Work request:
Would you return, word for word, the lines of the data below from the line with "positive clicks: (627, 463) (610, 438)" through the line with "box: [52, 81, 60, 94]", and no others?
◇ ◇ ◇
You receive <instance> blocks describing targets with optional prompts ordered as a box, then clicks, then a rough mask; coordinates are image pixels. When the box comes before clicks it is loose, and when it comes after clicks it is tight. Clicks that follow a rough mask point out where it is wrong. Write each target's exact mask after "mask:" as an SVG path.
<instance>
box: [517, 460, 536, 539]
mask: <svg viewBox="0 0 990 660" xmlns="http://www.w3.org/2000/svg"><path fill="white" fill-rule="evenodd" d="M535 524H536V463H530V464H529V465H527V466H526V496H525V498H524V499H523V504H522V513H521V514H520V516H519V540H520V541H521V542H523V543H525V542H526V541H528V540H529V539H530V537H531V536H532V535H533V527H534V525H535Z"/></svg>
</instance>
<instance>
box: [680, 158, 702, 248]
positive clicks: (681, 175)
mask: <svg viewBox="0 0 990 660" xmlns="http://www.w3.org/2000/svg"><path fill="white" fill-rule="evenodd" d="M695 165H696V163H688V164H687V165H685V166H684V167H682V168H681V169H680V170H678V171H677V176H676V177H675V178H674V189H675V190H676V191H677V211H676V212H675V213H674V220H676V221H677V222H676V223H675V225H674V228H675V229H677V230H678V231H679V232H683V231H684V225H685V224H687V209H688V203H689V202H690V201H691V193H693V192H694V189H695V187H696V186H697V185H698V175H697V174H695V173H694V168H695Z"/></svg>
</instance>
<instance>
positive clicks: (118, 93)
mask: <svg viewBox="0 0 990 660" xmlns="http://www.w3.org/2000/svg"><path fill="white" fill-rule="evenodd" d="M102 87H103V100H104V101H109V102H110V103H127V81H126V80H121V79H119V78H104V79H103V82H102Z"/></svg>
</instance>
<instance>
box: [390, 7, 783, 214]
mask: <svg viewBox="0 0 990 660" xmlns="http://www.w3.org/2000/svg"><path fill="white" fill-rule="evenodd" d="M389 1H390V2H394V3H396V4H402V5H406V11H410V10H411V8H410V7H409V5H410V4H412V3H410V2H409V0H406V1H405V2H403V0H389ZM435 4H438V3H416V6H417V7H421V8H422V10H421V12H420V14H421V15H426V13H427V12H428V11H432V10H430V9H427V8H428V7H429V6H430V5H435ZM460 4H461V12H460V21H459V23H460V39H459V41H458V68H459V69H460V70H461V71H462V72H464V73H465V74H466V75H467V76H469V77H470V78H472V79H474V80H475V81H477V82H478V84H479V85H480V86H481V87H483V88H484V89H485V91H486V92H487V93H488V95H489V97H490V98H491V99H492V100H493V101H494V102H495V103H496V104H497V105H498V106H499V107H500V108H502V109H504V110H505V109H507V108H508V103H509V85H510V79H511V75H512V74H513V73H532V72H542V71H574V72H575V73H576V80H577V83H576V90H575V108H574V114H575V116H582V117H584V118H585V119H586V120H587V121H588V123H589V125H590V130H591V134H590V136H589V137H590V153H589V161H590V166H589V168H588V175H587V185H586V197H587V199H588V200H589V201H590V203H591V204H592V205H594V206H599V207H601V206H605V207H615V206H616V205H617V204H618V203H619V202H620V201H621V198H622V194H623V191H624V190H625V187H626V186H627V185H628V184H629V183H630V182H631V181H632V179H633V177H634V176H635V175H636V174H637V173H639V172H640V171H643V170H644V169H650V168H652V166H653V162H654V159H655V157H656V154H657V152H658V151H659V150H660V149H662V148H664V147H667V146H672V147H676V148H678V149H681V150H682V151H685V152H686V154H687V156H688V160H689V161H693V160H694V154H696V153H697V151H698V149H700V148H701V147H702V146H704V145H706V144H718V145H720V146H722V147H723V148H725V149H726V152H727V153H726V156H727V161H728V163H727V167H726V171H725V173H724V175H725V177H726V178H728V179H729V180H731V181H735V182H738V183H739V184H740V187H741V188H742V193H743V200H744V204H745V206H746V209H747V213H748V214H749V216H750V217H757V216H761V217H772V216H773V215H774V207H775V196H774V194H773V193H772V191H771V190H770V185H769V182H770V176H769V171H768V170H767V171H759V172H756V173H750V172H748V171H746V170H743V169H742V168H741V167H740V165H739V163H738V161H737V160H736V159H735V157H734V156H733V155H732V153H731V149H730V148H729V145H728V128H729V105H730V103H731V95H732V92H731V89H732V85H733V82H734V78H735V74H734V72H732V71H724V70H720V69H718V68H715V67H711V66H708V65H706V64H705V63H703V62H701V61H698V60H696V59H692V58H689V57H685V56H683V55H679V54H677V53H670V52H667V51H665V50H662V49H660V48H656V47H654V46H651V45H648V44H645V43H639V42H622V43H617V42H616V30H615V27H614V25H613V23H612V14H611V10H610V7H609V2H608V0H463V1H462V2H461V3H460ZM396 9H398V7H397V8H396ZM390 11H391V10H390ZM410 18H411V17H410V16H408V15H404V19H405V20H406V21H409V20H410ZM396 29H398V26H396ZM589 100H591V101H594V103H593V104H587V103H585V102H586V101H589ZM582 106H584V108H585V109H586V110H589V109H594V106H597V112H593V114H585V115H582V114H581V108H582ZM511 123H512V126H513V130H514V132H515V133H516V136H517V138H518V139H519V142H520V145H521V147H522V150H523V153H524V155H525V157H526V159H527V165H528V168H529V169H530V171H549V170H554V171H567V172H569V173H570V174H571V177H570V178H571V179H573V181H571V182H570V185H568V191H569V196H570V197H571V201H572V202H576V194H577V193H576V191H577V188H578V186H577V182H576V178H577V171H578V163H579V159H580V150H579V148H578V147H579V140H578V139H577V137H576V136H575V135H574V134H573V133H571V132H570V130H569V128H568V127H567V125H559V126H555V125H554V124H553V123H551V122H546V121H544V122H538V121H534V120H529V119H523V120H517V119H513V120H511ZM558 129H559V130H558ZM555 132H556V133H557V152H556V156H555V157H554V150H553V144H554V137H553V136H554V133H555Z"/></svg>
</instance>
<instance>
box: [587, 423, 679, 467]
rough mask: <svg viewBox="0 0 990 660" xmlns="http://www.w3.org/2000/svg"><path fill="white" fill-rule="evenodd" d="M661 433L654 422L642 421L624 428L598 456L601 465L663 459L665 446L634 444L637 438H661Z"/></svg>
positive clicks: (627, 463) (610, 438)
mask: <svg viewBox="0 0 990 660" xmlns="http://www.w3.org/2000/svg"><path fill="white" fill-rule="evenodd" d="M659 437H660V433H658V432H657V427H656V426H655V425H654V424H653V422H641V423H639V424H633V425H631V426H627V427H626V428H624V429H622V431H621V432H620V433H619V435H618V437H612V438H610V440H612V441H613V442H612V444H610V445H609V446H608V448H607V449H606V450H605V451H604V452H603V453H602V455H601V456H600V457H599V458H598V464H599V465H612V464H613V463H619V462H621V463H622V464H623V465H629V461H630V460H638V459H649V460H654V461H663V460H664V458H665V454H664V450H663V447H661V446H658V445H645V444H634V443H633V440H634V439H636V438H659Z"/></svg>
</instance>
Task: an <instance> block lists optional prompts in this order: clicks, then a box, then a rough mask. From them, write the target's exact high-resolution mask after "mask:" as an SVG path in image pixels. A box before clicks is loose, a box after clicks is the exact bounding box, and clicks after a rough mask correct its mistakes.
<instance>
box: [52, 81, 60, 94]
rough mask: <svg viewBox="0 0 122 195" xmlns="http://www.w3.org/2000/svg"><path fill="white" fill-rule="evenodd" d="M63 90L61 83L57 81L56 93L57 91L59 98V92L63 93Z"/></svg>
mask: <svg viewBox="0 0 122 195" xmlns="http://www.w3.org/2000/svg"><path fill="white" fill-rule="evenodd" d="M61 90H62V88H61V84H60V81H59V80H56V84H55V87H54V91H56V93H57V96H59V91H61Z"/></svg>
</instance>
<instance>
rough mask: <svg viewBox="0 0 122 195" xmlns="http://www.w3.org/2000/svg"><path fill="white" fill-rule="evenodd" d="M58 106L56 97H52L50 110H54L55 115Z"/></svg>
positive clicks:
◇ ◇ ◇
Solution:
positive clicks: (627, 463) (610, 438)
mask: <svg viewBox="0 0 990 660" xmlns="http://www.w3.org/2000/svg"><path fill="white" fill-rule="evenodd" d="M659 437H660V433H658V432H657V427H656V426H655V425H654V424H653V422H641V423H639V424H633V425H631V426H627V427H626V428H624V429H622V431H621V432H620V433H619V435H618V437H612V438H610V440H612V441H613V442H612V444H610V445H609V446H608V448H607V449H606V450H605V451H604V452H603V453H602V455H601V456H600V457H599V458H598V464H599V465H612V464H613V463H619V462H621V463H622V464H623V465H629V461H630V460H638V459H649V460H654V461H663V460H664V458H665V454H664V450H663V447H661V446H658V445H645V444H634V443H633V440H634V439H636V438H659Z"/></svg>
</instance>
Task: an <instance> block lists optional prompts in this order: clicks, then a box, then a rough mask. From them, write the target's exact high-resolution mask after "mask:" as an SVG path in image pixels. A box before clicks is loose, a box after clicks is the exact bounding box, and clicks after a rough mask correct its mistakes.
<instance>
box: [52, 81, 60, 94]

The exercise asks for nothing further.